How many lines in the records below contain the word "brown"? Count them and give only the number.

* START Data provided *

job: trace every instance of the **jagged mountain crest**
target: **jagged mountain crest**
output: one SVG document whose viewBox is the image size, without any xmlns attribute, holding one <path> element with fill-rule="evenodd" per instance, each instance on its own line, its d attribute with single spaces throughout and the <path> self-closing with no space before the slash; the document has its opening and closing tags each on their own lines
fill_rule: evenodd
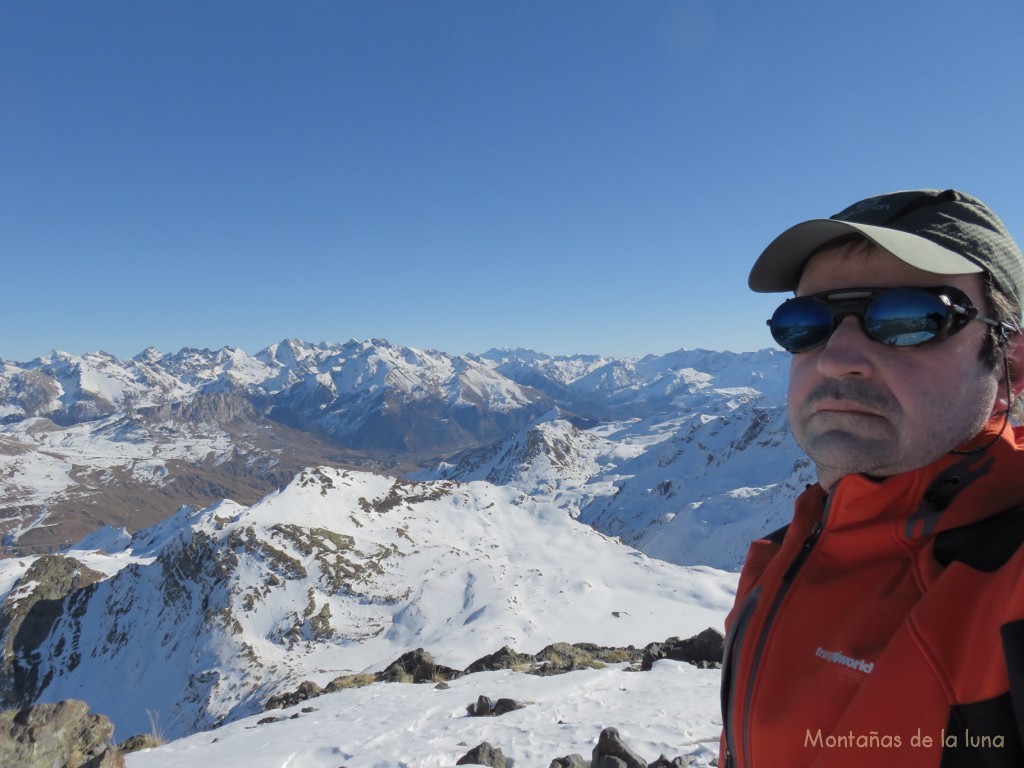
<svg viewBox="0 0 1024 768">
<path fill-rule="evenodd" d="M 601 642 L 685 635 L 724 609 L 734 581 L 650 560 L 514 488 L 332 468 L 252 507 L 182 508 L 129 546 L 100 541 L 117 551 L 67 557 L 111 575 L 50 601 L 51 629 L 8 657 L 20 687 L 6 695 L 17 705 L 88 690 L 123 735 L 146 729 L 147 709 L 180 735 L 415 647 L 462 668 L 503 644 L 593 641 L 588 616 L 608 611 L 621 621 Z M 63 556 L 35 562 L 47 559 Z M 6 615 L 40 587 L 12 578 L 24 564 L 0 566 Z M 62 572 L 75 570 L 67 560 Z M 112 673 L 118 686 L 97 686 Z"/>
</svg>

* END Data provided *
* START Data provided *

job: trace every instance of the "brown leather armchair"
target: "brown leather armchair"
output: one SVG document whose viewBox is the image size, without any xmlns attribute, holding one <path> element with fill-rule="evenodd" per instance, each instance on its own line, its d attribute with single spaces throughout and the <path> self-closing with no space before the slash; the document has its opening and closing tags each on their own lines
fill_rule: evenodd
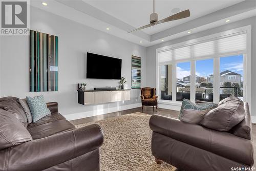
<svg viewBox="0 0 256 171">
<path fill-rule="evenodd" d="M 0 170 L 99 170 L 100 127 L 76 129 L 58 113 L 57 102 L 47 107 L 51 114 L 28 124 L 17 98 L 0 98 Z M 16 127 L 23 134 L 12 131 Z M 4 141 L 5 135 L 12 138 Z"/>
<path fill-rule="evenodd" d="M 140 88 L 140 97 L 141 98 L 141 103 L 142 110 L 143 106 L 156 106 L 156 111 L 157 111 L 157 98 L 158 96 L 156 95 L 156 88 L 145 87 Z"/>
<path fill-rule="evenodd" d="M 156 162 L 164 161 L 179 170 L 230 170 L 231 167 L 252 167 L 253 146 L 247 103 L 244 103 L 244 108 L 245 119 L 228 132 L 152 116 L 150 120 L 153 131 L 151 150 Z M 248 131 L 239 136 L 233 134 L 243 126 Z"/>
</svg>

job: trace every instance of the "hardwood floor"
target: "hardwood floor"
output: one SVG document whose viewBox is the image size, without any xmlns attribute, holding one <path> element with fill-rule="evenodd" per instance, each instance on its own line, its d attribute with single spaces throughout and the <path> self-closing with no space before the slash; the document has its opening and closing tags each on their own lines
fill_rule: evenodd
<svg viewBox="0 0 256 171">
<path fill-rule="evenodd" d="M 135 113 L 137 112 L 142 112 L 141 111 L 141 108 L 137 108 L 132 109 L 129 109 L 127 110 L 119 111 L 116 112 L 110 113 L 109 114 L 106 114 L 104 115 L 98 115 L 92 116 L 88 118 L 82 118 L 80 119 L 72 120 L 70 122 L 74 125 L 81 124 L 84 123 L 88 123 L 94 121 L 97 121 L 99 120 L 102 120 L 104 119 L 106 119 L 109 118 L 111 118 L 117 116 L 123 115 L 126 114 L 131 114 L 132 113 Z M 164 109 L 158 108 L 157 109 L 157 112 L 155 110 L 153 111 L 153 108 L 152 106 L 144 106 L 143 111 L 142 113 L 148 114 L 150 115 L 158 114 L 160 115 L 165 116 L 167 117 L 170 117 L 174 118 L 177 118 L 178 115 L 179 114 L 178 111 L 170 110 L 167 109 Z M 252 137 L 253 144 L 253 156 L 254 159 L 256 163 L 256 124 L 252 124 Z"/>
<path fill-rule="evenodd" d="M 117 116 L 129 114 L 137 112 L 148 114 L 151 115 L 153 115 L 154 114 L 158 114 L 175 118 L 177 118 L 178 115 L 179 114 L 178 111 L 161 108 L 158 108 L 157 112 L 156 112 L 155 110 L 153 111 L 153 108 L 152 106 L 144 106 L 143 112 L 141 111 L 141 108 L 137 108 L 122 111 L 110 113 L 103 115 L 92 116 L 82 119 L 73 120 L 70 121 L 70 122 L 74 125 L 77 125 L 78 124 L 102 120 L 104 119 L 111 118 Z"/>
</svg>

* END Data provided *

> _Written reply_
2